- _THE REQUEST_
Copy each of the rows below line for line, without changing anything.

Rows from a dataset:
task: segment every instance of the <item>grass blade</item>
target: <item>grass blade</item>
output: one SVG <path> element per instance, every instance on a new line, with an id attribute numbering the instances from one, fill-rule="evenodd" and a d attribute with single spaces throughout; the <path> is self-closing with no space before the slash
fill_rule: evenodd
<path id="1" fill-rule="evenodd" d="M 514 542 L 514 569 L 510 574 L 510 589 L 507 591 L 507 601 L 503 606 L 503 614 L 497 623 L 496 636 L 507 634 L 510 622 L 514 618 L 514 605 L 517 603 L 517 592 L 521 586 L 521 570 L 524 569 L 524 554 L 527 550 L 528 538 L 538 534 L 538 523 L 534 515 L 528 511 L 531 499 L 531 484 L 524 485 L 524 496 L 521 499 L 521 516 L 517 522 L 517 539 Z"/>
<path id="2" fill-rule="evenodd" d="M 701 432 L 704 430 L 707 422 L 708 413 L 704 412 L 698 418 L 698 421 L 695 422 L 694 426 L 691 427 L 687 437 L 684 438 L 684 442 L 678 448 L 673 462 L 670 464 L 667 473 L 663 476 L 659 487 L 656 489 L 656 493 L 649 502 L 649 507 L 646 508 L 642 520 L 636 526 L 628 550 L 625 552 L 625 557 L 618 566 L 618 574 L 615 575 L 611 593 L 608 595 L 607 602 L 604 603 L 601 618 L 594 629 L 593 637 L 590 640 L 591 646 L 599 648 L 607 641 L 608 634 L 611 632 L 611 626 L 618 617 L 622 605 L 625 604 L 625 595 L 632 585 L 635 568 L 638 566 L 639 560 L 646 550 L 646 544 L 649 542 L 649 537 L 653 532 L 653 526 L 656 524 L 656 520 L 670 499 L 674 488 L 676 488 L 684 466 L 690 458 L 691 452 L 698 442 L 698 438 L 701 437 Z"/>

- _ANSWER IN FULL_
task: segment every instance of the <item>grass blade</item>
target: <item>grass blade</item>
output: one SVG <path> element per instance, every instance on a new line, with an id attribute numbering the instances from one, fill-rule="evenodd" and a d attribute with single spaces throughout; the <path> is self-closing with no space before the slash
fill_rule: evenodd
<path id="1" fill-rule="evenodd" d="M 514 542 L 514 569 L 510 574 L 510 589 L 507 591 L 507 601 L 503 606 L 503 614 L 497 623 L 496 636 L 507 634 L 510 622 L 514 618 L 514 605 L 517 603 L 517 592 L 521 586 L 521 570 L 524 569 L 524 554 L 527 550 L 528 538 L 538 534 L 538 523 L 534 515 L 528 511 L 531 499 L 531 484 L 524 485 L 524 496 L 521 499 L 521 516 L 517 522 L 517 539 Z"/>
<path id="2" fill-rule="evenodd" d="M 701 432 L 704 430 L 707 422 L 708 413 L 704 412 L 698 418 L 698 421 L 695 422 L 694 426 L 691 427 L 687 437 L 684 438 L 684 442 L 678 448 L 673 462 L 670 464 L 667 473 L 663 476 L 659 487 L 656 489 L 656 493 L 649 502 L 649 507 L 646 508 L 642 520 L 636 526 L 628 550 L 625 552 L 625 557 L 618 566 L 618 574 L 615 575 L 611 593 L 608 595 L 607 602 L 604 603 L 601 618 L 594 629 L 593 637 L 590 640 L 591 646 L 599 648 L 607 641 L 608 634 L 611 632 L 611 626 L 618 617 L 622 605 L 625 604 L 625 595 L 632 585 L 635 568 L 638 566 L 639 560 L 646 550 L 646 544 L 649 542 L 649 537 L 653 532 L 653 526 L 656 524 L 656 520 L 670 499 L 674 488 L 676 488 L 684 466 L 690 458 L 691 452 L 698 442 L 698 438 L 701 437 Z"/>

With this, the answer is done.